Page extract »
********
The Committee notes the information provided by the Government, which answers the points raised in its previous direct request and has no further matters to raise in this regard.

Direct Request (CEACR) - adopted 2014, published 104th ILC session (2015)

Article 6 of the Convention. Time limits for protected claims. With reference to its previous comment, the Committee notes the Government’s explanation that workers’ claims arising out of the employer’s bankruptcy or insolvency are granted preferential treatment. The Government adds that, in accordance with section 210 of the Labour Code, a worker may claim unpaid wages from the employer for two years, after which time limit the claim is prescribed. In this regard, the Committee recalls that Article 6 of the Convention protects, by a privilege, worker’s claims for wages for a prescribed period, holiday pay due, and the amounts due for other types of paid absence or severance pay. Section 210 of the Labour Code, to which the Government refers in its report, concerns a prescription period for claims and does not address the requirements of this Article of the Convention. The Committee requests the Government to indicate measures taken or envisaged to give full effect to this provision of the Convention.

Direct Request (CEACR) - adopted 2012, published 102nd ILC session (2013)
********
Task objective » Continue the committee comments on protected wage claims from the point where they stop. The material that comes next has no connection to the committee comments on protected wage claims.

Dataset content »
********
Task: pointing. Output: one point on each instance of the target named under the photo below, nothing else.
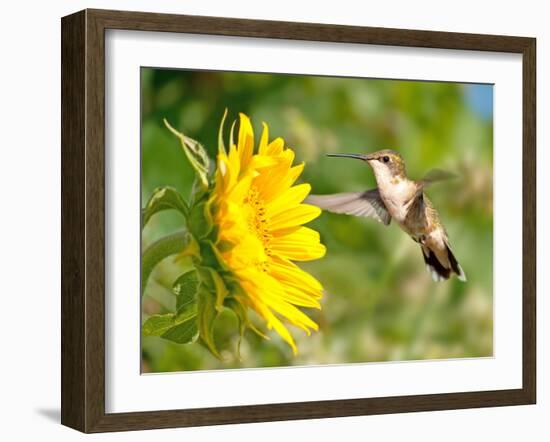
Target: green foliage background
(380, 303)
********
The result »
The Committee notes with regret that the Government’s report has not been received. It hopes that a report will be supplied for examination by the Committee at its next session and that it will contain full information on the matters raised in its previous direct request, which read as follows:
Repetition
Article 6 of the Convention. Time limits of protected claims. The Committee understands that in the absence of any specific reference to a prescribed period of service, workers’ claims arising out of the employer’s bankruptcy or insolvency are granted preferential treatment without any time limitation other than the two-year prescription period set out in section 210 of the Labour Code of 2008 for all wage claims. It requests the Government to clarify the situation of national law and practice on this point.
Article 7(1). Monetary limits of protected claims. The Committee notes the Government’s indication that the unattachable part of the worker’s wage is defined in the same manner in the private and public sectors and that it equals two-thirds of the wage. The Committee notes, however, that the national legislation seems to apply different attachment ceilings to different portions of wages, ranging from one third for the lowest wage portion to one half for the highest portion. Decree No. 2008-741 of 17 November 2008, for instance, provides for such a system of progressive limits commensurate to income levels. The Committee would therefore appreciate receiving additional clarifications in this respect.
Article 8(1). Rank of privilege. The Committee notes that section 203 of the Labour Code expressly provides that workers’ claims are given a higher rank than all other privileged claims, including those of the State and the social security system, thus adding clarity and giving full effect to the requirement of this Article of the Convention.
Part IV of the report form. Practical application. The Committee would be grateful if the Government would provide general information on the application of the Convention in practice.

Direct Request (CEACR) - adopted 2011, published 101st ILC session (2012)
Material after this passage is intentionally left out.